Location identification entries
* * * *
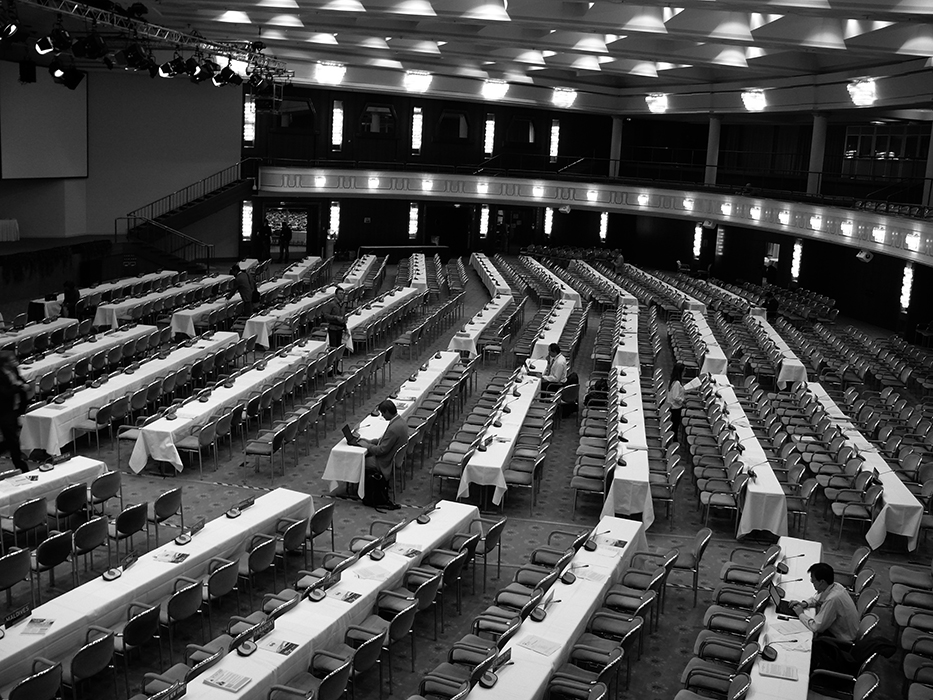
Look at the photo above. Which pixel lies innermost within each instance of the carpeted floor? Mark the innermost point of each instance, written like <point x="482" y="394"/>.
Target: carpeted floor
<point x="655" y="675"/>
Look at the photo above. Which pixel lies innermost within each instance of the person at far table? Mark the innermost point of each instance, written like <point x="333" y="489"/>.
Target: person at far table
<point x="836" y="614"/>
<point x="71" y="298"/>
<point x="555" y="375"/>
<point x="14" y="397"/>
<point x="379" y="454"/>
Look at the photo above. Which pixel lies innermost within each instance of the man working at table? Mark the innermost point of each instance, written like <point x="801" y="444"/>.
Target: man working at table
<point x="380" y="453"/>
<point x="836" y="614"/>
<point x="555" y="376"/>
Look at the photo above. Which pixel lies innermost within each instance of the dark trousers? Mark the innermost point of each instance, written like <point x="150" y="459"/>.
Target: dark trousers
<point x="9" y="428"/>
* * * *
What the exercise asks
Reproduce all the lines of the entries, requests included, offsetting every coordinate in the answers by 27. Omit the pictures from your reply.

Response below
Look at the photo above. Which pixel lies innermost within each instance of the carpeted floor? Mark the innermost point of each instance, written like <point x="482" y="394"/>.
Target: carpeted floor
<point x="682" y="702"/>
Look at the photo above. Which pixel lies innermost within each instance of the person at far table? Mark the innermost point of each instance, written like <point x="333" y="489"/>.
Target: person at far table
<point x="863" y="641"/>
<point x="98" y="325"/>
<point x="582" y="402"/>
<point x="41" y="424"/>
<point x="406" y="481"/>
Look at the photo above. Which pixel lies innermost within each instance of the man working at table? Mark the innermost point of each instance, written like <point x="801" y="444"/>.
Target: man working at table
<point x="407" y="480"/>
<point x="863" y="641"/>
<point x="582" y="403"/>
Look at the photo above. Which pixel lies innermost within each instance of the dark trousers? Mark the innermost point of each instance, written like <point x="150" y="459"/>.
Target: dark trousers
<point x="36" y="455"/>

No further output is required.